Please edit the listing below so that every "clicks" becomes "points", leaving all other text unchanged.
SOURCE MATERIAL section start
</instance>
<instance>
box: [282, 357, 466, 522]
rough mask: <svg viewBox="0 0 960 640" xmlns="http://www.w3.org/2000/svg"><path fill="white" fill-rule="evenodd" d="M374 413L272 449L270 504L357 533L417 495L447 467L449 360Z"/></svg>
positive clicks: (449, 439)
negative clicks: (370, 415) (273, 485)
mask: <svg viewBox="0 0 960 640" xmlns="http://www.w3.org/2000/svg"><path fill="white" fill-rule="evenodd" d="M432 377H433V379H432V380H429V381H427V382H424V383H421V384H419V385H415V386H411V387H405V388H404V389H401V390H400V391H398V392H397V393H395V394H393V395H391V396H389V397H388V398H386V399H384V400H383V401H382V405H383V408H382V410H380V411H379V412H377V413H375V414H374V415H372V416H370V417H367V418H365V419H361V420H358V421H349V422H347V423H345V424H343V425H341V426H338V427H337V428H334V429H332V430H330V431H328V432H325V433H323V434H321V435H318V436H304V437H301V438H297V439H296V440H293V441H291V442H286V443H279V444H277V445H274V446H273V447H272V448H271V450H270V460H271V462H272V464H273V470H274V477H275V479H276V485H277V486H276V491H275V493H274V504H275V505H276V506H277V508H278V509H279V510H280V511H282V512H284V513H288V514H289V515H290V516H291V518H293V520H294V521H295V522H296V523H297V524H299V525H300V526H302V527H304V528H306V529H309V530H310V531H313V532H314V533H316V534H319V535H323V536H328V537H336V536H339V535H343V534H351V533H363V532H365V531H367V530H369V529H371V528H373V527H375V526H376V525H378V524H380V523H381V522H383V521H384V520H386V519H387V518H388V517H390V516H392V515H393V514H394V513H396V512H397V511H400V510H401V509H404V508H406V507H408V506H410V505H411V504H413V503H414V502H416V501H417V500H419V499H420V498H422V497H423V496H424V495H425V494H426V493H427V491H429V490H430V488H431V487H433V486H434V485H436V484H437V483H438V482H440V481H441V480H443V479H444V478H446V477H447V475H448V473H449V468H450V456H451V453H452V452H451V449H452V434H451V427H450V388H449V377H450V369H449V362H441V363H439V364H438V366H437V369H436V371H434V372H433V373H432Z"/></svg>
SOURCE MATERIAL section end
__FINISHED EXERCISE__.
</instance>
<instance>
box: [282, 357, 466, 522]
rough mask: <svg viewBox="0 0 960 640" xmlns="http://www.w3.org/2000/svg"><path fill="white" fill-rule="evenodd" d="M374 413L272 449L270 504L357 533L417 495L447 467L449 360Z"/></svg>
positive points: (449, 439)
negative points: (370, 415) (273, 485)
mask: <svg viewBox="0 0 960 640" xmlns="http://www.w3.org/2000/svg"><path fill="white" fill-rule="evenodd" d="M432 377H433V379H432V380H429V381H427V382H424V383H421V384H419V385H415V386H411V387H405V388H404V389H401V390H400V391H398V392H397V393H395V394H393V395H391V396H389V397H388V398H386V399H384V400H383V401H382V405H383V408H382V410H380V411H379V412H377V413H375V414H374V415H372V416H370V417H367V418H365V419H361V420H358V421H349V422H347V423H345V424H343V425H341V426H338V427H337V428H334V429H332V430H330V431H328V432H325V433H323V434H321V435H318V436H304V437H301V438H297V439H296V440H293V441H291V442H286V443H279V444H277V445H274V446H273V447H272V448H271V450H270V460H271V462H272V464H273V470H274V477H275V479H276V485H277V486H276V491H275V493H274V504H275V505H276V506H277V508H278V509H279V510H280V511H282V512H284V513H288V514H289V515H290V516H291V518H293V520H294V521H295V522H296V523H297V524H299V525H300V526H302V527H304V528H306V529H309V530H310V531H313V532H314V533H316V534H319V535H323V536H328V537H336V536H339V535H343V534H351V533H363V532H365V531H367V530H369V529H371V528H373V527H375V526H376V525H378V524H380V523H381V522H383V521H384V520H386V519H387V518H388V517H390V516H392V515H393V514H394V513H396V512H397V511H400V510H401V509H404V508H406V507H408V506H410V505H411V504H413V503H414V502H416V501H417V500H419V499H420V498H422V497H423V496H424V495H425V494H426V493H427V491H429V490H430V488H431V487H433V486H434V485H436V484H437V483H438V482H440V481H441V480H443V479H444V478H446V477H447V475H448V473H449V468H450V456H451V453H452V452H451V449H452V434H451V427H450V388H449V377H450V369H449V362H441V363H439V364H438V366H437V369H436V371H434V372H433V373H432Z"/></svg>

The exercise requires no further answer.